▶ Data entries
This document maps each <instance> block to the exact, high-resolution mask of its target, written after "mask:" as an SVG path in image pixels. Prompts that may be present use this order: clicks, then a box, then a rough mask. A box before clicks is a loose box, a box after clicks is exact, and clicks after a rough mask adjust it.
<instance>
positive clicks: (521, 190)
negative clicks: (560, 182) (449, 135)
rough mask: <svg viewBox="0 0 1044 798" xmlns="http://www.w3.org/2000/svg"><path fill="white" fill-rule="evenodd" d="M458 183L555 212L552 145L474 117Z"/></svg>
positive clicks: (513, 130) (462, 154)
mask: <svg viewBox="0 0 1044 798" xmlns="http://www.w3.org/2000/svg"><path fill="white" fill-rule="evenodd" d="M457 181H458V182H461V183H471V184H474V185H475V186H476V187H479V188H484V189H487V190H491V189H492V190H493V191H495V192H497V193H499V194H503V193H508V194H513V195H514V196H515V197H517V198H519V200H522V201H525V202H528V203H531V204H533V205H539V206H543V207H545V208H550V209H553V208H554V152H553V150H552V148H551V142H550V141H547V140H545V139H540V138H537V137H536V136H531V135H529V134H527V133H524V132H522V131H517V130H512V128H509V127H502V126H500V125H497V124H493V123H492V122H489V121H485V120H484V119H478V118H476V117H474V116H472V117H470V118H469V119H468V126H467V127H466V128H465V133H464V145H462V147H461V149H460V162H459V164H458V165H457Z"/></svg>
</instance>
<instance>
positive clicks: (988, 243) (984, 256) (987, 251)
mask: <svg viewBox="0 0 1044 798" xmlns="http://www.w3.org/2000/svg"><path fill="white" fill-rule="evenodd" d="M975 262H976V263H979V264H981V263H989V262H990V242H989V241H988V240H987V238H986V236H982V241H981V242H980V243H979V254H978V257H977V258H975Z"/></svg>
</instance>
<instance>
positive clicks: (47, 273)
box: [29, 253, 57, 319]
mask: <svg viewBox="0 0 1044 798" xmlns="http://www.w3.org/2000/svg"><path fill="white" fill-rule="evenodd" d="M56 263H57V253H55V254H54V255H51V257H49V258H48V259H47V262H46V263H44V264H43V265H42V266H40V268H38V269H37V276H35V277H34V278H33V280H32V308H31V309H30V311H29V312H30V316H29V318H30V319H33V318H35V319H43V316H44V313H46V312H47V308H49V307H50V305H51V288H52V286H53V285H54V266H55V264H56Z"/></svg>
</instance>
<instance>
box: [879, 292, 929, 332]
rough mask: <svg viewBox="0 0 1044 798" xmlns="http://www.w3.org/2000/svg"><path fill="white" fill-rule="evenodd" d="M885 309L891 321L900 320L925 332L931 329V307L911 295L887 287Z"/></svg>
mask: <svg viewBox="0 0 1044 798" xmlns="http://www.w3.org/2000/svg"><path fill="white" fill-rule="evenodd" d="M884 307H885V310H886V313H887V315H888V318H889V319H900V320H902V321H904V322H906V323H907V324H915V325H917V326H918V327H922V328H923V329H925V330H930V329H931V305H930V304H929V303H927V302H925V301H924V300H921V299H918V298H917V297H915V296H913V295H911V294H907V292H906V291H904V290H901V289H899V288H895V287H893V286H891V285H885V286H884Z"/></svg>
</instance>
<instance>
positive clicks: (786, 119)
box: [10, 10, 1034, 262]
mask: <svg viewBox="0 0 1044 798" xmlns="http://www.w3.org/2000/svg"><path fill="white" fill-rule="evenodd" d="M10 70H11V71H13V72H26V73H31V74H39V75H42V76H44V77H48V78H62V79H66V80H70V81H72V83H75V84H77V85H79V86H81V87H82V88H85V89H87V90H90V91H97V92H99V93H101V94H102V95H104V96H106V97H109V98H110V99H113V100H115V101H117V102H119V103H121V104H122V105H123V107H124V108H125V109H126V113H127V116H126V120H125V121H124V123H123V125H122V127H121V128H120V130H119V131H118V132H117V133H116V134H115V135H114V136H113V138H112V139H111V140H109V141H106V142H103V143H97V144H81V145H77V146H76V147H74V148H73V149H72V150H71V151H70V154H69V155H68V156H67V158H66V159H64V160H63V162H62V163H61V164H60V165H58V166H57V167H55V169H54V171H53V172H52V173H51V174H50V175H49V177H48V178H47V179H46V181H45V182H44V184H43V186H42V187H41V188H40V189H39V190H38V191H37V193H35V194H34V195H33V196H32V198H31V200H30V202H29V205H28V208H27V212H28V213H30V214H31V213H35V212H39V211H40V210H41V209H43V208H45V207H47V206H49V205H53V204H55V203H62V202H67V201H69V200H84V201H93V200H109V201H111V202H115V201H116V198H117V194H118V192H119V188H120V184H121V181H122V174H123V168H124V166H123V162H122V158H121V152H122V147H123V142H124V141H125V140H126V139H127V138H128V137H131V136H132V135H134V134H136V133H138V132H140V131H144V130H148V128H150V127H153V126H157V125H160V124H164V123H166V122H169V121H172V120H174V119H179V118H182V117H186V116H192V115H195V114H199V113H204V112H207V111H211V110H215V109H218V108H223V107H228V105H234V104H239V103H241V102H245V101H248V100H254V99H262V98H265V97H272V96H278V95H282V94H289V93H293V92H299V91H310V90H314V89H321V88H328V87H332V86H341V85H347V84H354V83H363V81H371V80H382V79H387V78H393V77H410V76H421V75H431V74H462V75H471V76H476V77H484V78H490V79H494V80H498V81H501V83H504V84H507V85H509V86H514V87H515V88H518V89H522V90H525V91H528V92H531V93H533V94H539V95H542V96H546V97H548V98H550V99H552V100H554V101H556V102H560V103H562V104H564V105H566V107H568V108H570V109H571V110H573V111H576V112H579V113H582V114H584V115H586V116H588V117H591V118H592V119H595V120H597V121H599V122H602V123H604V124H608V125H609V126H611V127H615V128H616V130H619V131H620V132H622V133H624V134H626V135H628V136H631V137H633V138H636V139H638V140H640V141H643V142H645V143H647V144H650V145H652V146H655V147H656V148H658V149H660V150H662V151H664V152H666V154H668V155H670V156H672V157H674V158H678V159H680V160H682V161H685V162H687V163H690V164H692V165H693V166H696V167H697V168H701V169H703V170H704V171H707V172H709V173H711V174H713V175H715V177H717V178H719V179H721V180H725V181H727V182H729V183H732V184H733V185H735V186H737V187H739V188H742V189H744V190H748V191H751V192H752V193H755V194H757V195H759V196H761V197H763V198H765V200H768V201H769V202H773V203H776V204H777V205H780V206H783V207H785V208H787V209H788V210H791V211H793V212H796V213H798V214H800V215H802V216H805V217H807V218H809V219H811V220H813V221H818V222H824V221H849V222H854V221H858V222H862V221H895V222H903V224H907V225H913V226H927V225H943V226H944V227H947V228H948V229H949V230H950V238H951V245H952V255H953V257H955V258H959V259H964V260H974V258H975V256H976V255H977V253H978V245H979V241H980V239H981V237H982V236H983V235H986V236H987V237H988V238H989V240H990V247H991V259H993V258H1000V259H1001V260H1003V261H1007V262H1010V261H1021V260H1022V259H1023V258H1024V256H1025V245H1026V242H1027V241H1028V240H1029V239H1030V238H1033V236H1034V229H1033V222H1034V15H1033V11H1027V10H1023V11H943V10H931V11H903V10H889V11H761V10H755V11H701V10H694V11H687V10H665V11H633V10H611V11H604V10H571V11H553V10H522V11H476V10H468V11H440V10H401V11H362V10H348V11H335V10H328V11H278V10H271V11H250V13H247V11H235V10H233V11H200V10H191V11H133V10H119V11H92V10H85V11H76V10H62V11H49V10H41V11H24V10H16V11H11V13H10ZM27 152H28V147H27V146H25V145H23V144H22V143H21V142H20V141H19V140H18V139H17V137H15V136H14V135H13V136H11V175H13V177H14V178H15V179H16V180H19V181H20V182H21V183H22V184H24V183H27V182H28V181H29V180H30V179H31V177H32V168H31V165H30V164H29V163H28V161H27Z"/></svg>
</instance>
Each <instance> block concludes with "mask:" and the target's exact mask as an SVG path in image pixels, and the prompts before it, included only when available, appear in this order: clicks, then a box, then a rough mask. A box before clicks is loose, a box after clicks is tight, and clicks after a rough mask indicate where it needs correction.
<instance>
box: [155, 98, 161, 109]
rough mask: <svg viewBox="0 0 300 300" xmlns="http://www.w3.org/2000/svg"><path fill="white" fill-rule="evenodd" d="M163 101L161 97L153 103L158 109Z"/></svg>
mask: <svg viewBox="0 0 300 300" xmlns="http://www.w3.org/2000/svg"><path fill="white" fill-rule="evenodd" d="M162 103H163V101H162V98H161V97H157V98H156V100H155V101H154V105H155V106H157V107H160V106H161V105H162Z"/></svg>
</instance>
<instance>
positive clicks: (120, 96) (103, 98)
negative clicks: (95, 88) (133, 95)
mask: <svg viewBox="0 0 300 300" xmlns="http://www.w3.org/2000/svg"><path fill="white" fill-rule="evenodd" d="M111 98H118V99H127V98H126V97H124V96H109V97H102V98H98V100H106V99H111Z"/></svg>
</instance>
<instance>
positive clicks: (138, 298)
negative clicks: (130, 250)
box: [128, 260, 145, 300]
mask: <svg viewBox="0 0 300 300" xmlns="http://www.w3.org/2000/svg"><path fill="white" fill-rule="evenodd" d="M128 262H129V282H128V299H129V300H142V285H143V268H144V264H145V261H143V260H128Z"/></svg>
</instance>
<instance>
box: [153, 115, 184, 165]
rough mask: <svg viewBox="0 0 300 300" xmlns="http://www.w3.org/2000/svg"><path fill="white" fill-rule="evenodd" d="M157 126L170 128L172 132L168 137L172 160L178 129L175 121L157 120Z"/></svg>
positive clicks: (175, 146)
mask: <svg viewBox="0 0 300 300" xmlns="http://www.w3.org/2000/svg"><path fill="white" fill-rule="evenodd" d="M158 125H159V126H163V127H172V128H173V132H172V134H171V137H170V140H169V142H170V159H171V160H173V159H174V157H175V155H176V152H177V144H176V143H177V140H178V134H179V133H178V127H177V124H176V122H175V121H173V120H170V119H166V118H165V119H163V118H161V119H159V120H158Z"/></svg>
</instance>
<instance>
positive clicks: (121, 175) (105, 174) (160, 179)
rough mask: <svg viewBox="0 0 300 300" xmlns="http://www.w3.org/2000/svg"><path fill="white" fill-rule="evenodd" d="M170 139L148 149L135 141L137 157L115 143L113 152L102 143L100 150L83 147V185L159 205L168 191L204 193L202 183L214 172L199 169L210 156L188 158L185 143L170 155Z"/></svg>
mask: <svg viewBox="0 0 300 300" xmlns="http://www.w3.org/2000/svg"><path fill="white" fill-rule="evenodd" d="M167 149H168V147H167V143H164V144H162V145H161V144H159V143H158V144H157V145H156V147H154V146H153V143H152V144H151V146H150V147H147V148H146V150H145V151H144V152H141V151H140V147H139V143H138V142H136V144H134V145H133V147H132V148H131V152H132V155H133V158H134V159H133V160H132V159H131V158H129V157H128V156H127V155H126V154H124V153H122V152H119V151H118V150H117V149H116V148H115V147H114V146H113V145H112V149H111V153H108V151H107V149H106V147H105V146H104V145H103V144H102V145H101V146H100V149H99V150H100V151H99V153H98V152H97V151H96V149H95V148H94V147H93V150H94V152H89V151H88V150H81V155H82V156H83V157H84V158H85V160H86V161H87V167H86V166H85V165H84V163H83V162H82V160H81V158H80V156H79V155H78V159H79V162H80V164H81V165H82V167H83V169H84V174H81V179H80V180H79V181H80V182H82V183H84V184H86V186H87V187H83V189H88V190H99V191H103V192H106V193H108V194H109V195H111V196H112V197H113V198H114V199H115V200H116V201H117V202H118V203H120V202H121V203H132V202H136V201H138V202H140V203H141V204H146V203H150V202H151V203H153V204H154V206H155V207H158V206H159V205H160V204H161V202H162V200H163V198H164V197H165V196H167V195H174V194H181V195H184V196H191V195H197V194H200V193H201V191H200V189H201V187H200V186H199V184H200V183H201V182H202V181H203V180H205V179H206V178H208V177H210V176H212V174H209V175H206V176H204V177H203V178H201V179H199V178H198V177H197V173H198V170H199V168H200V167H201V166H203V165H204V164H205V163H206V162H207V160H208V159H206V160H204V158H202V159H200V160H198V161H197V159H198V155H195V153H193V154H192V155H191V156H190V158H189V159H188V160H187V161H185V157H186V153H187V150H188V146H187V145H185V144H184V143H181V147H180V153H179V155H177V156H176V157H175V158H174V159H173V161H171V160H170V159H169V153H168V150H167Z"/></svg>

▶ Description of the task
Each line in the entries above, starting at the line with "101L161 97L153 103L158" and ending at the line with "positive clicks: (121, 175)", is to be printed exactly, and only those lines.

▶ Response area
rough mask: <svg viewBox="0 0 300 300" xmlns="http://www.w3.org/2000/svg"><path fill="white" fill-rule="evenodd" d="M163 101L161 97L153 103L158 109Z"/></svg>
mask: <svg viewBox="0 0 300 300" xmlns="http://www.w3.org/2000/svg"><path fill="white" fill-rule="evenodd" d="M162 103H163V101H162V98H161V97H157V98H156V100H155V101H154V105H155V106H157V107H160V106H161V105H162Z"/></svg>
</instance>
<instance>
positive clicks: (120, 96) (103, 98)
negative clicks: (95, 88) (133, 95)
mask: <svg viewBox="0 0 300 300" xmlns="http://www.w3.org/2000/svg"><path fill="white" fill-rule="evenodd" d="M111 98H118V99H127V98H126V97H124V96H109V97H102V98H98V100H106V99H111Z"/></svg>
</instance>
<instance>
positive clicks: (138, 298)
negative clicks: (130, 250)
box: [128, 260, 145, 300]
mask: <svg viewBox="0 0 300 300" xmlns="http://www.w3.org/2000/svg"><path fill="white" fill-rule="evenodd" d="M128 262H129V282H128V299H129V300H142V285H143V268H144V264H145V261H143V260H128Z"/></svg>
</instance>
<instance>
box: [153, 115, 184, 165]
rough mask: <svg viewBox="0 0 300 300" xmlns="http://www.w3.org/2000/svg"><path fill="white" fill-rule="evenodd" d="M157 126L170 128L172 132L168 137L172 160L178 129L175 121L157 120Z"/></svg>
positive clicks: (175, 146)
mask: <svg viewBox="0 0 300 300" xmlns="http://www.w3.org/2000/svg"><path fill="white" fill-rule="evenodd" d="M158 125H159V126H163V127H172V128H173V132H172V134H171V137H170V140H169V142H170V159H171V160H173V159H174V157H175V155H176V152H177V144H176V143H177V140H178V134H179V133H178V127H177V124H176V122H175V121H173V120H170V119H166V118H165V119H163V118H161V119H159V120H158Z"/></svg>
</instance>
<instance>
positive clicks: (121, 175) (105, 174) (160, 179)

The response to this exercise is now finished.